— WHAT THE TASK REQUIRES —
Convert the lines into a Markdown table with two columns, Row and Line, numbering each row and leaving out blank lines. Start at the line that contains "Segment every instance of the thin", go through the final line, and include both.

[Recorded data]
-- START --

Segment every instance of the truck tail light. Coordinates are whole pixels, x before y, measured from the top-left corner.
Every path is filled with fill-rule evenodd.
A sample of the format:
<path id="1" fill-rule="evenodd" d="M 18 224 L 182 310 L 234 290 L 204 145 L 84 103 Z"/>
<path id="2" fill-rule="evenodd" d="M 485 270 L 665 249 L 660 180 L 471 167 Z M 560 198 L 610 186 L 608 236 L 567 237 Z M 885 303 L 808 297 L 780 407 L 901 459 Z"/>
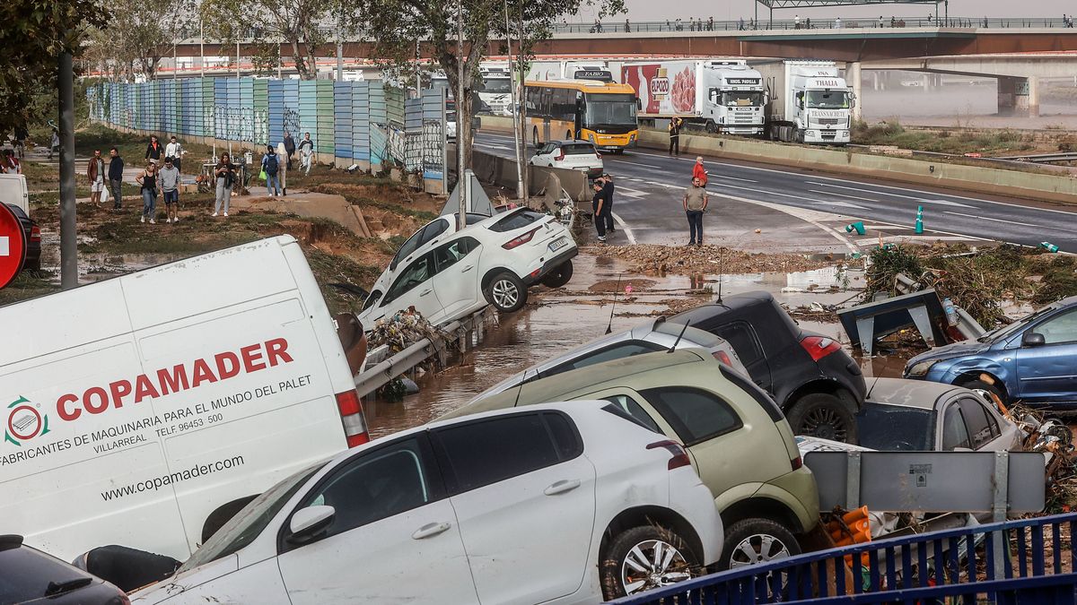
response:
<path id="1" fill-rule="evenodd" d="M 369 441 L 370 434 L 366 431 L 366 419 L 363 418 L 363 404 L 359 400 L 355 390 L 337 393 L 336 398 L 348 447 L 354 448 Z"/>
<path id="2" fill-rule="evenodd" d="M 800 341 L 800 346 L 803 347 L 805 351 L 808 351 L 811 358 L 816 362 L 835 351 L 841 350 L 841 344 L 838 344 L 837 340 L 825 336 L 806 336 Z"/>
<path id="3" fill-rule="evenodd" d="M 515 237 L 506 241 L 505 243 L 501 244 L 501 248 L 504 248 L 505 250 L 512 250 L 517 245 L 523 245 L 524 243 L 531 241 L 531 238 L 535 237 L 535 231 L 537 231 L 540 228 L 542 228 L 541 225 L 523 234 L 522 236 Z"/>
<path id="4" fill-rule="evenodd" d="M 655 448 L 662 448 L 666 451 L 673 454 L 673 458 L 670 459 L 670 463 L 668 466 L 670 470 L 673 470 L 674 468 L 681 468 L 682 466 L 691 465 L 691 460 L 688 458 L 688 452 L 684 451 L 684 447 L 676 441 L 670 441 L 667 439 L 665 441 L 655 441 L 654 444 L 649 444 L 647 446 L 648 450 L 653 450 Z"/>

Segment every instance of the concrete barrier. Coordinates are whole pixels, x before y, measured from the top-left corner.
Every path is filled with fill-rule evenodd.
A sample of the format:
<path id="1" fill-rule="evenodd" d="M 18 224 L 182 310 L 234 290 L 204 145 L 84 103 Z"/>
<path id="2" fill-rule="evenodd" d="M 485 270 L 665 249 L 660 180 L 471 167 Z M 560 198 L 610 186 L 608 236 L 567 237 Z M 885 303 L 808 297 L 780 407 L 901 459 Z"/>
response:
<path id="1" fill-rule="evenodd" d="M 508 117 L 482 116 L 482 128 L 512 131 L 513 121 Z M 669 136 L 660 130 L 640 130 L 639 142 L 642 147 L 663 151 L 669 149 Z M 687 155 L 744 159 L 838 174 L 878 177 L 965 192 L 1077 203 L 1077 178 L 1074 177 L 925 161 L 852 150 L 810 147 L 754 139 L 703 137 L 687 132 L 681 133 L 681 152 Z"/>

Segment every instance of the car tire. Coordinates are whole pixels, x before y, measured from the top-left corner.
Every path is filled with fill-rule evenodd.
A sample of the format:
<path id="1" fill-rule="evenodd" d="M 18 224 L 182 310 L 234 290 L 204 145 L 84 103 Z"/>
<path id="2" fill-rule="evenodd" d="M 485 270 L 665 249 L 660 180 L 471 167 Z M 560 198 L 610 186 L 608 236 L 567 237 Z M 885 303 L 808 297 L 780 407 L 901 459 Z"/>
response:
<path id="1" fill-rule="evenodd" d="M 719 569 L 767 563 L 800 554 L 800 544 L 781 523 L 752 517 L 726 527 Z"/>
<path id="2" fill-rule="evenodd" d="M 546 277 L 542 279 L 542 284 L 546 287 L 561 287 L 562 285 L 569 283 L 572 279 L 572 261 L 565 261 L 554 270 L 546 273 Z"/>
<path id="3" fill-rule="evenodd" d="M 486 286 L 486 300 L 502 313 L 514 313 L 528 302 L 528 289 L 512 271 L 502 271 Z"/>
<path id="4" fill-rule="evenodd" d="M 666 564 L 656 568 L 655 550 L 667 551 L 669 548 L 674 550 L 673 555 L 661 557 Z M 638 554 L 641 551 L 643 560 Z M 629 561 L 634 565 L 630 565 Z M 605 601 L 687 580 L 699 575 L 700 571 L 699 558 L 688 543 L 676 533 L 657 525 L 640 525 L 617 534 L 599 560 L 599 577 Z M 633 581 L 633 574 L 641 580 Z M 640 585 L 640 581 L 643 583 Z"/>
<path id="5" fill-rule="evenodd" d="M 962 382 L 960 386 L 964 386 L 965 389 L 970 389 L 973 391 L 983 391 L 984 393 L 992 393 L 996 397 L 998 397 L 998 400 L 1002 402 L 1003 405 L 1007 406 L 1009 405 L 1009 402 L 1006 400 L 1007 399 L 1006 393 L 1004 393 L 1003 390 L 999 389 L 997 384 L 988 384 L 987 382 L 980 379 L 976 379 L 976 380 L 969 380 L 967 382 Z M 992 404 L 994 402 L 992 402 Z"/>
<path id="6" fill-rule="evenodd" d="M 807 435 L 856 445 L 856 417 L 850 405 L 837 395 L 810 393 L 793 403 L 785 418 L 794 435 Z"/>

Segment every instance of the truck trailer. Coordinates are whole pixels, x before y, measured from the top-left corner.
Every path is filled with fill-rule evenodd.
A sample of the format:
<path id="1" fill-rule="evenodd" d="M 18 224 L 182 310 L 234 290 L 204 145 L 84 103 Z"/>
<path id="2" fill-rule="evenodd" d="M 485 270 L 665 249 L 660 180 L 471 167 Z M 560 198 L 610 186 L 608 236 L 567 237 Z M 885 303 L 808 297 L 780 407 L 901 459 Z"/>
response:
<path id="1" fill-rule="evenodd" d="M 744 59 L 626 62 L 621 82 L 635 89 L 642 119 L 681 117 L 708 132 L 764 133 L 763 75 Z"/>
<path id="2" fill-rule="evenodd" d="M 769 101 L 767 135 L 797 143 L 849 143 L 856 98 L 834 61 L 758 64 Z"/>

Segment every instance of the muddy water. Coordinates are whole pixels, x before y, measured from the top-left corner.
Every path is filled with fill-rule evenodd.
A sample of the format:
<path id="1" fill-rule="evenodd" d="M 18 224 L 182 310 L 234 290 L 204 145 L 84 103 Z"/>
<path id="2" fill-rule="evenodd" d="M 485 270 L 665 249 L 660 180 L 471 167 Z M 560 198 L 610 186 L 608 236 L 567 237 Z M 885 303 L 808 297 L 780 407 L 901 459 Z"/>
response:
<path id="1" fill-rule="evenodd" d="M 655 312 L 669 307 L 670 300 L 687 298 L 695 304 L 713 300 L 719 283 L 723 295 L 766 290 L 789 307 L 812 302 L 837 305 L 858 296 L 858 285 L 863 283 L 858 273 L 844 275 L 836 268 L 799 273 L 656 277 L 629 275 L 625 265 L 605 257 L 581 256 L 574 264 L 575 277 L 568 287 L 536 291 L 537 300 L 519 313 L 503 318 L 501 325 L 491 329 L 485 341 L 456 365 L 421 377 L 418 394 L 400 403 L 367 403 L 370 434 L 388 435 L 433 420 L 526 367 L 602 336 L 607 325 L 621 330 L 651 321 Z M 616 286 L 618 279 L 620 286 Z M 611 281 L 615 287 L 609 287 Z M 635 287 L 625 292 L 626 283 Z M 838 291 L 830 292 L 831 285 Z M 812 287 L 819 291 L 808 292 Z M 848 342 L 836 322 L 798 320 L 798 323 L 805 329 Z M 898 356 L 862 361 L 868 376 L 899 376 L 904 365 L 905 358 Z"/>

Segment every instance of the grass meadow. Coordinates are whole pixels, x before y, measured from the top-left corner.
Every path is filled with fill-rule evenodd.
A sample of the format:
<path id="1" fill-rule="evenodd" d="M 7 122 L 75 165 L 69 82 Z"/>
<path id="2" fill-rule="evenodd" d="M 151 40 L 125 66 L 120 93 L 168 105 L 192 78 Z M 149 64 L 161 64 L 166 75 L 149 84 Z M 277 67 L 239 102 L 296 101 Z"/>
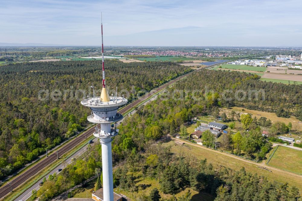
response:
<path id="1" fill-rule="evenodd" d="M 279 169 L 302 174 L 302 151 L 278 146 L 268 164 Z"/>

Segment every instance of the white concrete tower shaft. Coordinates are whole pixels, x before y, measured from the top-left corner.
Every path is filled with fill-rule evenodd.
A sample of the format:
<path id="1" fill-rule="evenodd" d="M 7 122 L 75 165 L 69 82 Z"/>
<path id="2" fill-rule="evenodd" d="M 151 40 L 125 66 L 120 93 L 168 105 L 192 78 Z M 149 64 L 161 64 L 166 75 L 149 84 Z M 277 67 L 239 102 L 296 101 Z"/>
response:
<path id="1" fill-rule="evenodd" d="M 104 201 L 114 201 L 113 176 L 111 142 L 112 138 L 118 134 L 116 124 L 121 120 L 123 115 L 117 113 L 119 107 L 127 103 L 124 98 L 110 97 L 106 89 L 104 65 L 104 48 L 103 44 L 103 24 L 102 30 L 102 70 L 103 74 L 103 88 L 99 97 L 88 98 L 81 103 L 91 109 L 92 114 L 87 118 L 88 120 L 96 124 L 100 124 L 101 128 L 95 127 L 93 135 L 100 138 L 102 145 L 102 162 L 103 168 L 103 199 Z"/>
<path id="2" fill-rule="evenodd" d="M 101 138 L 103 168 L 103 193 L 104 201 L 114 201 L 113 172 L 111 138 Z"/>

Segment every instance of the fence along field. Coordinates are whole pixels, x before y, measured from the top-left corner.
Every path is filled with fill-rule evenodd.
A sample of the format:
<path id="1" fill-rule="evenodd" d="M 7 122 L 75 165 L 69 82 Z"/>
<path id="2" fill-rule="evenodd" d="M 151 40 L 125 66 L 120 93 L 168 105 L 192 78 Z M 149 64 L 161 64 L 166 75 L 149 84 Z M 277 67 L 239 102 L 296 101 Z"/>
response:
<path id="1" fill-rule="evenodd" d="M 302 151 L 279 146 L 268 164 L 302 175 Z"/>

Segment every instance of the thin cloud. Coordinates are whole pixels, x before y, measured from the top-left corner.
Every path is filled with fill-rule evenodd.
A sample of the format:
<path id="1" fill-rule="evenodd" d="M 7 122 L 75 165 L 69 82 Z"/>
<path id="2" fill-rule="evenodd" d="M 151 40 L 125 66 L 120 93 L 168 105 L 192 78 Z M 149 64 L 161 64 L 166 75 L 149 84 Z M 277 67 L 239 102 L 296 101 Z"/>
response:
<path id="1" fill-rule="evenodd" d="M 99 45 L 102 11 L 108 45 L 302 46 L 301 7 L 298 0 L 4 0 L 0 42 Z"/>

-- END --

— SOLUTION BELOW —
| Row | Line |
|---|---|
| 1 | Segment every instance of the thin cloud. Coordinates are whole pixels, x before y, measured from the top-left corner. |
| 2 | Every path is filled with fill-rule evenodd. |
| 3 | A sample of the format: |
| 4 | <path id="1" fill-rule="evenodd" d="M 7 122 L 75 165 L 69 82 Z"/> |
| 5 | <path id="2" fill-rule="evenodd" d="M 151 40 L 125 66 L 120 93 L 168 105 L 192 78 Z M 149 64 L 161 64 L 166 75 L 149 84 Z M 277 67 L 239 102 L 296 101 Z"/> |
| 6 | response: |
| 7 | <path id="1" fill-rule="evenodd" d="M 99 45 L 102 11 L 108 45 L 302 46 L 301 7 L 298 0 L 4 0 L 0 42 Z"/> |